### ASSIGNMENT
Print the data below exactly, but only the lines from the one containing "Target: green grass" down to the one containing "the young tree", inclusive.

[Stored items from a collection]
━━━━

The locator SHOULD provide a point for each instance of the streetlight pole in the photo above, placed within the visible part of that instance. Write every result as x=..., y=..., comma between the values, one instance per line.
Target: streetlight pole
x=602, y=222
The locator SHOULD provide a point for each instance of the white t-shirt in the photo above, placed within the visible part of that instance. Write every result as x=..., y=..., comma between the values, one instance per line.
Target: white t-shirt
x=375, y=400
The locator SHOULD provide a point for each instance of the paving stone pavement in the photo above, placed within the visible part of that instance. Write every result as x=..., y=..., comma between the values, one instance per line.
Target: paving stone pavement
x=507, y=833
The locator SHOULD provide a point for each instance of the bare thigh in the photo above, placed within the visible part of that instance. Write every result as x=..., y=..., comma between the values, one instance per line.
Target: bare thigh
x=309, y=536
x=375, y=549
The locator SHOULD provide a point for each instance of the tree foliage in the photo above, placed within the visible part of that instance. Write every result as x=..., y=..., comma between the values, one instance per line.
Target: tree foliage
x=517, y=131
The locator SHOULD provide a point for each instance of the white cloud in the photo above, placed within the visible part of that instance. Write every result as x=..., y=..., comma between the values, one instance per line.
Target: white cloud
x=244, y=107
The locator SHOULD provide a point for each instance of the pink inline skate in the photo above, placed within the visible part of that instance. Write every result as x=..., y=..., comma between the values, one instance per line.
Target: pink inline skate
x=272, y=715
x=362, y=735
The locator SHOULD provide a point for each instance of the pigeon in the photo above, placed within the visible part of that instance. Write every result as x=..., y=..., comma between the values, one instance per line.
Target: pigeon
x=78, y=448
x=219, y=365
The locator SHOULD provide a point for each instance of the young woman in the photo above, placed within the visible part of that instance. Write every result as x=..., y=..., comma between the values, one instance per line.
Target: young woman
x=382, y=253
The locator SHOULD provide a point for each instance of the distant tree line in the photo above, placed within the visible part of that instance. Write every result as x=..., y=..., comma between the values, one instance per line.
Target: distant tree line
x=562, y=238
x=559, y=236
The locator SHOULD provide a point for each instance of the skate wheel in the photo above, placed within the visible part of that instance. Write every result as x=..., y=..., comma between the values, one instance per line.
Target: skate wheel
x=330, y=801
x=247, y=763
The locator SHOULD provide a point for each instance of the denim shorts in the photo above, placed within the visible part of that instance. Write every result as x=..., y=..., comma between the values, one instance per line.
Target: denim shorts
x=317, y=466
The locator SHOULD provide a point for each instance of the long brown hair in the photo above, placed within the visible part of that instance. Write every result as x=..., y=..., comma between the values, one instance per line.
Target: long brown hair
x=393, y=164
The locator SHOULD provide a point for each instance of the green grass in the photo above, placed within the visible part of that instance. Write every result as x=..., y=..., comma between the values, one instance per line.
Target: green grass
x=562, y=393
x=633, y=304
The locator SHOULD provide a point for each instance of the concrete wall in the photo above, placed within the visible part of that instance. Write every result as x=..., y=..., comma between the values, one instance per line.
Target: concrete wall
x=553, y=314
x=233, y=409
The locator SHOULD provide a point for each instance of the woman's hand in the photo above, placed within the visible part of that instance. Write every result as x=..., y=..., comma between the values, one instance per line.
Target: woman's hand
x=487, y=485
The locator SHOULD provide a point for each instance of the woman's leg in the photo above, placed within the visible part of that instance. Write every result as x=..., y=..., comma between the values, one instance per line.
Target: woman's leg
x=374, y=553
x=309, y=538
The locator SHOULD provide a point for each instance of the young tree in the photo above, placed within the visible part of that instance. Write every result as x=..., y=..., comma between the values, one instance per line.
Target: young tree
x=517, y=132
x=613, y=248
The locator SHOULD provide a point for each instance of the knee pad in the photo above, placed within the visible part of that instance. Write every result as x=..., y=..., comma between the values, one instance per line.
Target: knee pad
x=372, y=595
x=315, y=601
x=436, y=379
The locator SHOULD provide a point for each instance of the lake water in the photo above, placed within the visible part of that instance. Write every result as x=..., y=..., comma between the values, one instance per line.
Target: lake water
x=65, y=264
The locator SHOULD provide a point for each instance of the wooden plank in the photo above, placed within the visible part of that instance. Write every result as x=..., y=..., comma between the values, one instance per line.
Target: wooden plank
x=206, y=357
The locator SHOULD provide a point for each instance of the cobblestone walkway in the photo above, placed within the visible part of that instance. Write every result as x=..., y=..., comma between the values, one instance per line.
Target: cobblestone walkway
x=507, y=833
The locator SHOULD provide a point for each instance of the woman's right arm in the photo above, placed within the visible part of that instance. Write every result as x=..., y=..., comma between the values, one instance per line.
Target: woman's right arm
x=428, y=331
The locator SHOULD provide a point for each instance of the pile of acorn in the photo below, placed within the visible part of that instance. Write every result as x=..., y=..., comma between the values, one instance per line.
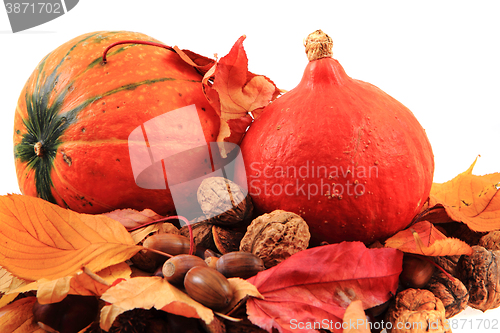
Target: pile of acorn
x=203, y=279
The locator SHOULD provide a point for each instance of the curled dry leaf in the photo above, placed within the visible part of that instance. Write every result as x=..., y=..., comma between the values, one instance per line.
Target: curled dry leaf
x=355, y=319
x=17, y=317
x=236, y=92
x=155, y=292
x=423, y=238
x=321, y=282
x=147, y=293
x=473, y=200
x=83, y=283
x=131, y=218
x=41, y=240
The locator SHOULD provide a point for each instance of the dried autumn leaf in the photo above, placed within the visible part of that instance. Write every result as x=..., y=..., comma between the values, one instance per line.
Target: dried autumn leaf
x=131, y=218
x=424, y=238
x=17, y=317
x=471, y=199
x=9, y=282
x=355, y=319
x=147, y=293
x=235, y=93
x=41, y=240
x=319, y=284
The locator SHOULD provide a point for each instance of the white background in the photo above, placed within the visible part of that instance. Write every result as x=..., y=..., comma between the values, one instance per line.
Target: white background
x=439, y=58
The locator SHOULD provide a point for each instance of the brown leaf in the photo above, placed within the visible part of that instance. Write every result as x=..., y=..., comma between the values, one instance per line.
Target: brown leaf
x=17, y=317
x=424, y=238
x=235, y=93
x=39, y=240
x=147, y=293
x=471, y=199
x=320, y=283
x=131, y=218
x=355, y=319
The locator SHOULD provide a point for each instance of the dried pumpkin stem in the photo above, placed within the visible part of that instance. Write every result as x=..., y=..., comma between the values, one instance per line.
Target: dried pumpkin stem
x=104, y=55
x=318, y=45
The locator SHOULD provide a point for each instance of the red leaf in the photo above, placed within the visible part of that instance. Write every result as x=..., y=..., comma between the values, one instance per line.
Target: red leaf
x=318, y=284
x=235, y=93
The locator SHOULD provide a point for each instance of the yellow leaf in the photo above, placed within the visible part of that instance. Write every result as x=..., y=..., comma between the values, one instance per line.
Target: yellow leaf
x=235, y=93
x=41, y=240
x=17, y=317
x=9, y=282
x=471, y=199
x=355, y=319
x=147, y=293
x=423, y=238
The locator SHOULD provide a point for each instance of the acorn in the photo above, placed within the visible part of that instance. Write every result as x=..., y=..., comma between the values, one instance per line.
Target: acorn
x=212, y=262
x=416, y=272
x=70, y=315
x=175, y=268
x=240, y=264
x=208, y=287
x=168, y=243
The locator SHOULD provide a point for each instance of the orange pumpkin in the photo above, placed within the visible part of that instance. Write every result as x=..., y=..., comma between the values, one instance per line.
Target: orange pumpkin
x=75, y=114
x=351, y=160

━━━━

### ANSWER BOX
Target: green grass
x=562, y=393
x=633, y=304
The locator SHOULD provide a point for each instance of the concrete wall in the photo above, placed within the visible part of that instance. Write every result as x=..., y=..., comma between the values, one instance per line.
Target: concrete wall
x=553, y=314
x=233, y=409
The locator SHOULD provide a point for each instance of the woman's hand in the photo above, placed within the visible part of that instance. Write every result as x=..., y=..., comma between the values, one instance per line.
Target: woman's hand
x=487, y=485
The locator SHOULD provide a point for each instance of the woman's leg in the photo above, placed within the visible part of that instance. Write every result as x=..., y=..., comma between the values, one instance per line.
Target: woman's leg
x=374, y=553
x=309, y=538
The locator SHOULD provide a point for each instance of the young tree in the photo above, placed within the visible part of that instance. Write every result as x=..., y=..., comma between the values, one instance per line.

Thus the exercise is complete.